### Page excerpt
** Begin **

Insider: Velothon – Stage 2 – Glass House Mountains

A well-deserved sleep in and a stunning route around the Glass House Mountains made for Stage 2 at Velothon Sunshine Coast. The primarily flat 88km route featured a sting in the tail which would ensure all riders arrived at the finish well and truly spent.

Words: Alex Malone

A well-deserved sleep in and a stunning route around the Glass House Mountains made for Stage 2 at Velothon Sunshine Coast. The primarily flat 88km route featured a sting in the tail which would ensure all riders arrived at the finish well and truly spent

The opening day of Velothon offered a glimpse of the Glass House Mountains, a selection of 13 volcanic hills abruptly rising from the Sunshine Coast landscape. Yesterday we spotted them from high above the hills while today, the bunch would ride alongside. However, unlike the fast-paced ride of Stage 1, the second day was set to be a more relaxed affair.

A 88km kilometre stage starting kicking off from Caloundra would take the 370-strong peloton inland. The roll out from Moffat Beach feeling like a well-oiled weekend bunch ride, with a meandering route that would pose little difficultly through Beewah, Beerburrum and Landsborough. On arrival at Eudlo, the leisurely ride would cease as a selection of short and sharp hills littered the final 25km into Woombye.

The short and punchy finale would well and truly shake things up with a new overall leader in the men’s category, some fresh faces in the stage results and an unshakeable Lucy Coldwell solidifying her position at the top of the female standings.

Glass House jaunt

Content with following the wheels and warming the tired Day 1 legs, the pace remained suitably moderate until the first spring point along Old Gympie Road at the 43km mark. The time to admire the surrounding Glass House Mountains was rapidly coming to a close as the 26 million-year-old rocks whizzed by with every passing kilometre.

It took until the 64km mark for the action to really commence, a series of short and steep climbs that immediately filtered out the bunch into numerous groups. At the front, it was yesterday’s second-place finisher Phil Taafe who seemed on a mission to capture the overall lead. Jumping out of the saddle as the gradient tipped into the double-digits, it wasn’t long before the powerful climber sent this flatlander off the back.

Joining him in the hunt for line and overall honour was the young Australian Cycling Academy (ACA) rider Alastair Mackellar and Kiwi Andrew Young, owner of iRide bike store in Wellington. Andrew, having missed his start due to a leisurely breakfast, did well just to be in the bunch, let alone at the front of affairs.

Behind the trio, many were doing their best just to make it to the finish, apart from Lucy Coldwell, who is thoroughly enjoying herself during this year’s event.

“I didn’t feel too bad because most of the race was in a bunch at fairly steady pace. There were four strong girls in our bunch and everyone was chatting and enjoying themselves. It was a good day to get everyone a bit more sociable because it wasn’t full on from the get go.”

With experience beyond his years, Alastair used the draggy uphill finish to pull away from his breakaway companions to cross the line in first, unknowingly being beaten on adjusted times soon after the finish by Andrew. The Kiwi’s extra few minutes of snooze time clearly paying off at the end.

** End **

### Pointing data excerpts
** Begin **

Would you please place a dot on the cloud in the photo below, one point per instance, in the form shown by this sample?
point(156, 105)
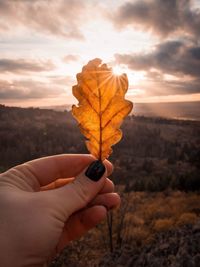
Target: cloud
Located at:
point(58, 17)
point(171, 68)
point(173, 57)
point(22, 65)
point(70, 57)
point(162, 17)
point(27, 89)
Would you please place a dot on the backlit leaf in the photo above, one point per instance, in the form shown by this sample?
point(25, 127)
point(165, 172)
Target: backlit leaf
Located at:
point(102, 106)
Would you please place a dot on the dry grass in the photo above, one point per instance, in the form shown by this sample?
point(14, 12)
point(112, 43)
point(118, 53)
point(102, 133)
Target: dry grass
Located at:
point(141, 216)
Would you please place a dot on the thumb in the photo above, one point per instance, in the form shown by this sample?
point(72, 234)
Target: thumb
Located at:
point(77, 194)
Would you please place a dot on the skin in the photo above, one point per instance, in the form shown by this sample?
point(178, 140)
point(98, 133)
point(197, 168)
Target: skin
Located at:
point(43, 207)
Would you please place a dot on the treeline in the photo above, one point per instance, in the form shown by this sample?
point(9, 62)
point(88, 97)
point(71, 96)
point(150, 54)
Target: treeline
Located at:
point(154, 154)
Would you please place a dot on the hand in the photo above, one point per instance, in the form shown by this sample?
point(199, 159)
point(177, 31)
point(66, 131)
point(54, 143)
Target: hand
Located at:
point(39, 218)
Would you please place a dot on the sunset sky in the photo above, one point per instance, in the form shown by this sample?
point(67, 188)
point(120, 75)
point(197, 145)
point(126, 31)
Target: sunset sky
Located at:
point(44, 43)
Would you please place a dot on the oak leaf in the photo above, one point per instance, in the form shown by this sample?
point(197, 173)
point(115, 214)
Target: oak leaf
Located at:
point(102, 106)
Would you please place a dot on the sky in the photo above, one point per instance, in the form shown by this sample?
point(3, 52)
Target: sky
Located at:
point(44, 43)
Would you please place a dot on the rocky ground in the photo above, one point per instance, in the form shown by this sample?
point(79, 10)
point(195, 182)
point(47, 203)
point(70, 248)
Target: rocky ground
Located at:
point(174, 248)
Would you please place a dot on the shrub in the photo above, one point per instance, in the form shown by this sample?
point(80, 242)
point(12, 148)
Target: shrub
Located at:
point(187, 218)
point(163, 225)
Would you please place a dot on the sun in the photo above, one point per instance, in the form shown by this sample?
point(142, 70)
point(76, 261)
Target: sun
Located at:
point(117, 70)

** End **
** Begin **

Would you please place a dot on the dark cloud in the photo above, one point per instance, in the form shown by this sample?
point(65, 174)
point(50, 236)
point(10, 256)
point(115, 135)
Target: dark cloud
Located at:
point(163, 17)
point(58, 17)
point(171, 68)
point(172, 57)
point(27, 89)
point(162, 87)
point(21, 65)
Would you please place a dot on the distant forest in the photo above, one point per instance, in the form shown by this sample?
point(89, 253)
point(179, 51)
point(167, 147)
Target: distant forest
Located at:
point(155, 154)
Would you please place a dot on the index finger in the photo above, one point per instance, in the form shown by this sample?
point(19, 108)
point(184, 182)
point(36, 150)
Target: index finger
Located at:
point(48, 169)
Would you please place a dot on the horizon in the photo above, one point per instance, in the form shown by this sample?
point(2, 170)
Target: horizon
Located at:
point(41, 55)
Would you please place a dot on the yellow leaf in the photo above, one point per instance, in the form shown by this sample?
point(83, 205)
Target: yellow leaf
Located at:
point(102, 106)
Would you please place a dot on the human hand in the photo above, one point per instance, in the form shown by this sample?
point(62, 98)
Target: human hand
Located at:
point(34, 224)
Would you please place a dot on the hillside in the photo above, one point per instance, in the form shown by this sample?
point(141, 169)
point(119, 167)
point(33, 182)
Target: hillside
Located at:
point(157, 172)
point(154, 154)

** End **

### Requirements
A) In the Velothon Stage 2 report, copy the stretch from "Glass House jaunt" through "every passing kilometre.", swapping "moderate" for "steady".
B) According to the Velothon Stage 2 report, how many riders were in the peloton that left Caloundra?
C) Go on with the Velothon Stage 2 report after its last sentence.

### Results
A)
Glass House jaunt

Content with following the wheels and warming the tired Day 1 legs, the pace remained suitably steady until the first spring point along Old Gympie Road at the 43km mark. The time to admire the surrounding Glass House Mountains was rapidly coming to a close as the 26 million-year-old rocks whizzed by with every passing kilometre.

B) 370 riders.

C)
‘Today, it was easy, until it wasn’t,’ said Andrew in a matter of fact way while waiting in the queue for his finisher’s coffee. ‘Things just happened to line up perfectly this year. I was on the Gold Coast for a few days for work and then a few of us made our way up here,’ he added.

For Alastair, today was a chance for a few of his teammates to stretch the legs ahead of goals later in the season.

‘It was fun to have more of the flat longer sections, it more fun and fast. I hadn’t ridden the roads out to Caboolture but through the Glass House Mountains was really nice and great scenery.’

‘It was mostly tempo the whole way and everyone together and pretty big field with everyone fighting for position. We were being watched a little bit but it was great fun to be involved with everyone having a crack.’

‘I knew the run to the line was uphill so I didn’t want to go too early because there would have a been a chance of being caught, so I went just after the 200m line. I just had to go. After yesterday’s hills the body felt surprisingly well and fairly fresh. It is great to see how I am feeling and how the legs are, so it is great preparation for the coming weeks.’

The final stage of Velothon Sunshine Coast and brings with it not only the longest stage but also the most challenging feature of the entire event; Obi Obi. The leaders of the mens’ team classification, the Sydney-based Cammeray Roadies and its captain David Fanjul summed up the last two days perfectly.

‘I think I would prefer not to give Obi Obi any thought at all,” he laughed. “I just want to go over it and roll into town. Then it will have been three days of extremely good cycling and great banter. It is a good group of people. I am really happy we have come to the Sunshine Coast.’

Tomorrow’s 150km route heads north along the coast and up into Noosa before sending riders up the gruelling climb set amidst the stunning Hinterland before a fast run back to the finish at Marrochydoore.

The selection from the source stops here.